A faithful copy of all the data is required; pictures should not be included.

────────────────

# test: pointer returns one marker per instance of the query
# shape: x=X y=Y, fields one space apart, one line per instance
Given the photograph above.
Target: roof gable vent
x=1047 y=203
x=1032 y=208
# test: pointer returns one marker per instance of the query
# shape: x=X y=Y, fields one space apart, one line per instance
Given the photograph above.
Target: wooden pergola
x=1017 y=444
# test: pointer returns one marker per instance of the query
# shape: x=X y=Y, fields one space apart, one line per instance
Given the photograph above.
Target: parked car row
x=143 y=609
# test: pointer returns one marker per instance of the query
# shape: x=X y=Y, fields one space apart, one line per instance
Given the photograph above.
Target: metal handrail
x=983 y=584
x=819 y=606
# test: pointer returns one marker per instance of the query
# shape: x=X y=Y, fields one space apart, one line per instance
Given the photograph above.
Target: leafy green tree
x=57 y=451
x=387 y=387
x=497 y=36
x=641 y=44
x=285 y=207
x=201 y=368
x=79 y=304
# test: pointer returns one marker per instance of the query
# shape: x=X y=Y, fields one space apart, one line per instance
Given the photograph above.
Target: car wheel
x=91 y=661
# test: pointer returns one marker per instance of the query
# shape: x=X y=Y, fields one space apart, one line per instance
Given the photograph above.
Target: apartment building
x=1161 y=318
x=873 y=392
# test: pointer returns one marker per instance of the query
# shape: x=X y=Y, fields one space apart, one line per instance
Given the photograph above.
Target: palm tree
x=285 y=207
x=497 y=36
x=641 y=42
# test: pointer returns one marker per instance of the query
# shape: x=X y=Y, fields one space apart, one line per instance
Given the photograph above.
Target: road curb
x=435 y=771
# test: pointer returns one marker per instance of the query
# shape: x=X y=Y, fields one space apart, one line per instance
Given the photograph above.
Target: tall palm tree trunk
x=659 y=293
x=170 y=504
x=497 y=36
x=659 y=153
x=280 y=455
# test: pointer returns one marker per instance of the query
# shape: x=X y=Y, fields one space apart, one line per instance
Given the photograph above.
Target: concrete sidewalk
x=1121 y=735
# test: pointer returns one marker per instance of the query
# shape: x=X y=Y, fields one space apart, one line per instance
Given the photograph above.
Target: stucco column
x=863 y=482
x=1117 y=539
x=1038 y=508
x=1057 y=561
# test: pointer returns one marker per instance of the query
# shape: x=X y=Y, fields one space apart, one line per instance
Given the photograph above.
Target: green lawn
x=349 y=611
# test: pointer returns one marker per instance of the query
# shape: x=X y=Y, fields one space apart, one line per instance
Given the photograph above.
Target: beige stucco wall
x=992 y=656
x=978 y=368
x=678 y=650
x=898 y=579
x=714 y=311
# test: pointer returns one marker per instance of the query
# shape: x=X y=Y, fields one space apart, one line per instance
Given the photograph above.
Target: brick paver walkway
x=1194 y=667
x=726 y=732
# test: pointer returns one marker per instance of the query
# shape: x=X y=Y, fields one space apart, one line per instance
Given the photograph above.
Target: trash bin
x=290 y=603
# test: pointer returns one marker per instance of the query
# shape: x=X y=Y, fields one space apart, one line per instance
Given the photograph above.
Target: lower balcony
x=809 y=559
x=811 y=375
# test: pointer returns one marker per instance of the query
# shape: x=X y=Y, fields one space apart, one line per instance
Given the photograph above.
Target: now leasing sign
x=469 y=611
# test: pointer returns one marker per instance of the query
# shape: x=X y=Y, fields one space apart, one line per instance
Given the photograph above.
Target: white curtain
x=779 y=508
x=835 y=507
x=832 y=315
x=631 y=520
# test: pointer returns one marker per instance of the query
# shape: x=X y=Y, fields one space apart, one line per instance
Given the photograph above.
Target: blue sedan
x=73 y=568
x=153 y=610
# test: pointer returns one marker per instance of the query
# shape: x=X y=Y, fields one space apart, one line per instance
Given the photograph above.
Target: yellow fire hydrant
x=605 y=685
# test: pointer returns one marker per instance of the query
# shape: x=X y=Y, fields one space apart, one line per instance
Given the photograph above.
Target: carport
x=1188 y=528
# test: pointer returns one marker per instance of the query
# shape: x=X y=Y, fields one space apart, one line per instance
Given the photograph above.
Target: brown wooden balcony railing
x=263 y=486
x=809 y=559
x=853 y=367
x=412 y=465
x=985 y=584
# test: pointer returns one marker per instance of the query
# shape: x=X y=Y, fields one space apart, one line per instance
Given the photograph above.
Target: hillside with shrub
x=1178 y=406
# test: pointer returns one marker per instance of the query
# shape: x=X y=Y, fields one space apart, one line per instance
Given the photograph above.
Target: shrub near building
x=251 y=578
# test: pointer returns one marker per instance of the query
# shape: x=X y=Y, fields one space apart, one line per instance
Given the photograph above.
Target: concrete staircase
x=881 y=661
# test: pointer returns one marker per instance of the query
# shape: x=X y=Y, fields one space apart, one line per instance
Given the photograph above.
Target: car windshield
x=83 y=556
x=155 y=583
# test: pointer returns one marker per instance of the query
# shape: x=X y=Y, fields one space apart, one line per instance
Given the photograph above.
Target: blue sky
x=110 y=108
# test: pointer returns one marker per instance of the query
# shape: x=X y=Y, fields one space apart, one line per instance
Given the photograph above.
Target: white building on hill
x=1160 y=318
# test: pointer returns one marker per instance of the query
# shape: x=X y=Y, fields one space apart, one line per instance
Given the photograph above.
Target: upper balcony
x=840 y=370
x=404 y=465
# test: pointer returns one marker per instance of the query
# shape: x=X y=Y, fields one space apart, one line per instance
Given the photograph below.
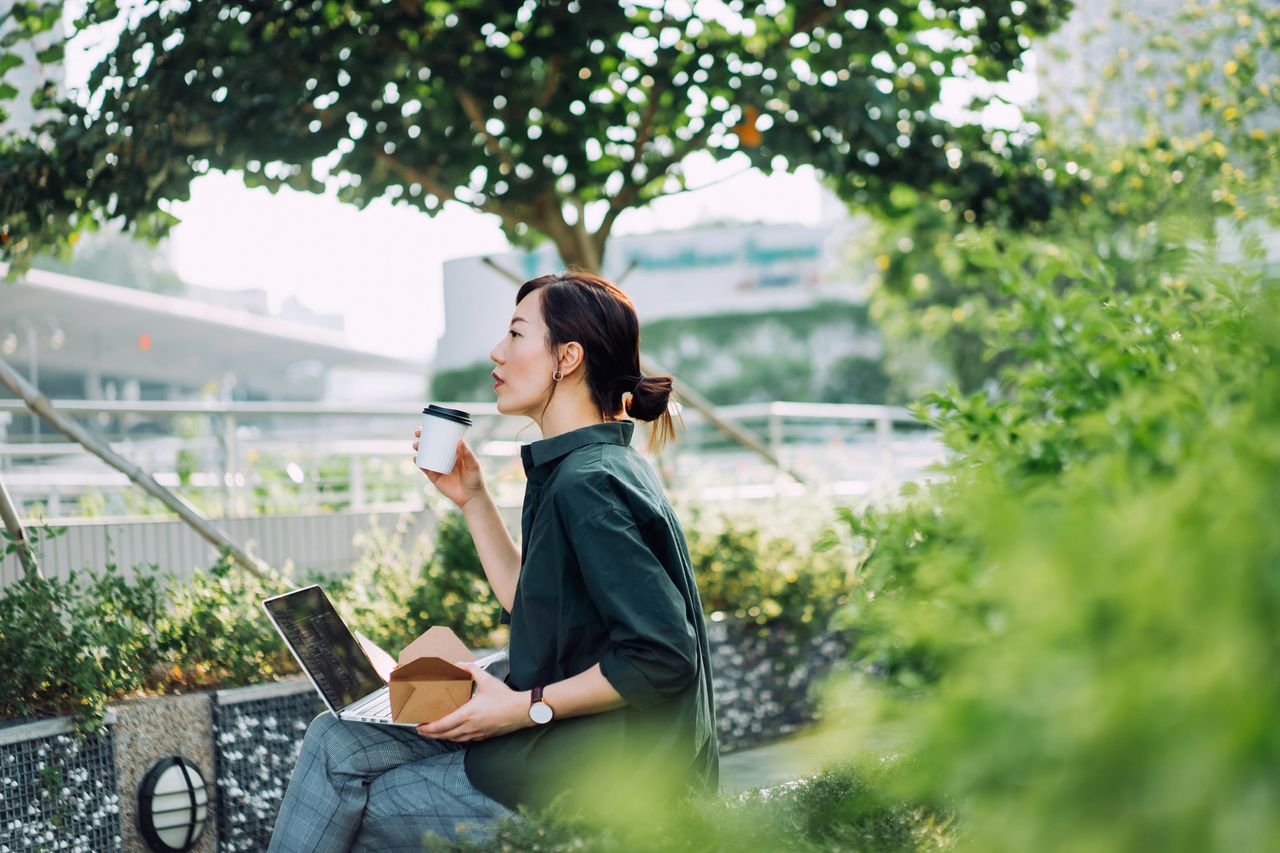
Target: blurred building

────────────────

§ **Output of the exercise**:
# test: pointer returns one marker per instance of the query
# shape: x=X y=Y, fields one space apart, one line per instance
Given the photograph above.
Target: roof gable vent
x=1047 y=203
x=1032 y=208
# test: pointer returns one marker per instance of the query
# shape: x=X y=Y, fields one space apart, one line per instance
Given the photograph above.
Target: wooden pergola
x=1017 y=444
# test: pointer returns one marker per instance of the query
# shape: x=X y=Y, fields one space apart, one line per instance
Given the photograph above.
Target: parked car row
x=143 y=609
# test: pointer returns one marker per instance of the query
# shape: x=X y=Y, fields one space apart, one line per instance
Given the photograph above.
Target: metal handrail
x=983 y=584
x=819 y=606
# test: pointer returns one marker per instance of the query
# shape: x=X y=Y, fields one space apart, one line per instance
Given the photograph above.
Target: leafy green tree
x=57 y=451
x=387 y=387
x=497 y=36
x=641 y=44
x=285 y=207
x=201 y=368
x=79 y=304
# test: pointer returns one marker per instance of the query
# shape: x=X y=Y, fields one space apart, one line per instance
Given the photograph above.
Target: car wheel
x=91 y=661
# test: pointer returns one marker per instance of the query
# shape: x=X y=Y, fields one space apart, one line per instance
Given the photograph above.
Target: apartment building
x=1161 y=318
x=873 y=392
# test: pointer returns one marker per instance of the query
# shape: x=X y=Y, fields one space apart, one line per instance
Given the photograph above.
Target: palm tree
x=285 y=207
x=497 y=36
x=641 y=42
# test: pointer returns one marker per instance of the query
# shape: x=X y=Y, fields one space apart, one line per instance
Given the photograph above.
Target: road curb
x=435 y=771
# test: pointer returns one marker per instance of the query
# shape: x=X y=Y, fields one space apart, one line per instance
Given the photograph above.
Target: tall palm tree trunk
x=659 y=293
x=170 y=504
x=497 y=36
x=659 y=153
x=280 y=455
# test: pointer returns one marker per instance of the query
# shape: x=X y=Y, fields one space apart, one line per instance
Given the photograph above.
Target: concrete sidewalk
x=1121 y=735
# test: pointer returns one marker per instance of the query
# shape: x=X y=Y, fields one space apart, one line per instance
Given the photograph above.
Target: stucco column
x=863 y=482
x=1117 y=539
x=1038 y=508
x=1057 y=561
# test: pointer returns one marker per instance of the query
# shape: x=X y=Y, fields one space apart, one line per instance
Given the photograph above.
Target: green lawn
x=349 y=611
# test: pointer returns one marker per instance of the query
# shape: x=X y=Y, fields one space apart, one line per instance
Given the photograph above.
Target: beige stucco wall
x=992 y=656
x=978 y=368
x=678 y=650
x=898 y=579
x=714 y=311
# test: pointer returns one marker per instance of the query
# shape: x=X y=Y, fields one space apart, one line per instance
Given the photograph above.
Target: brick paver walkway
x=1194 y=667
x=726 y=732
# test: pointer returns one marker per instance of the query
# shape: x=X y=Y, fields one space apart, one line per instance
Given the photograph above.
Target: trash bin
x=290 y=603
# test: pointer returns one marker per instance of the query
# shape: x=X y=Y, fields one space apart, one line per instance
Given the photograph above.
Target: lower balcony
x=809 y=559
x=811 y=375
# test: pointer returns one marker per instance of the query
# shape: x=X y=Y, fields one space apart, one line per instance
Given the photograph above.
Target: now leasing sign
x=469 y=611
# test: pointer returns one marker per instance of the query
# shape: x=X y=Y, fields one space apart, one line per instance
Given the photograph above.
Target: white curtain
x=779 y=508
x=835 y=507
x=832 y=315
x=631 y=520
# test: pointer returns one marker per instance of the query
# shape: x=X y=Y, fields one space apart, one line per instance
Given the photograph above.
Target: blue sedan
x=73 y=568
x=153 y=610
# test: pointer returns one marker per instance of the query
# shape: x=X y=Y, fields one space apart, one line per instance
Given the photograph above.
Target: yellow fire hydrant
x=605 y=685
# test: pointer returns one marker per instance of the query
# shape: x=X y=Y, fields one space apart, one line per instance
Given the photograph above.
Target: carport
x=1188 y=528
# test: pointer returns one marker per instance of the query
# shape: x=X y=Y, fields one space apart, one line per instance
Given the photograph above.
Target: brown wooden balcony railing
x=263 y=486
x=809 y=559
x=853 y=367
x=412 y=465
x=985 y=584
# test: pointer returns one marker per instance of the query
# shape: x=X y=Y, fields one space apart, one line per instance
Given the photograph above.
Target: hillside with shrub
x=1178 y=406
# test: pointer returns one marker per instance of the query
# shape: x=X y=Y, fields one space apart, one line per instance
Given the photograph above.
Target: shrub near building
x=251 y=578
# test: pointer returns one marker per instance of the query
# shape: x=X y=Y, fields one space apart, one line per instance
Given the photograph above.
Target: concrete staircase
x=881 y=661
# test: pointer returns one marker per instance of the query
# shape: x=X y=Y, fields one space apart, one line per instance
Given the photograph above.
Target: car windshield
x=83 y=556
x=155 y=583
# test: pointer returns one marker per instance of the query
# shape: x=X y=Y, fields one space apart, one line per instance
Given the photograph above.
Target: blue sky
x=110 y=108
# test: pointer returns one marker per instance of the query
# shape: x=X y=Y, fields one space apart, one line per instance
Given the photograph above.
Target: white building on hill
x=1160 y=318
# test: pointer returns one marker per instance of the query
# shape: x=X y=Y, fields one space apart, one line per instance
Given the photograph above.
Target: upper balcony
x=840 y=370
x=404 y=465
# test: pointer returns one marker per instance of the query
# shape: x=X y=Y, fields one space apart, one line per instance
Given the photograph below.
Target: blurred building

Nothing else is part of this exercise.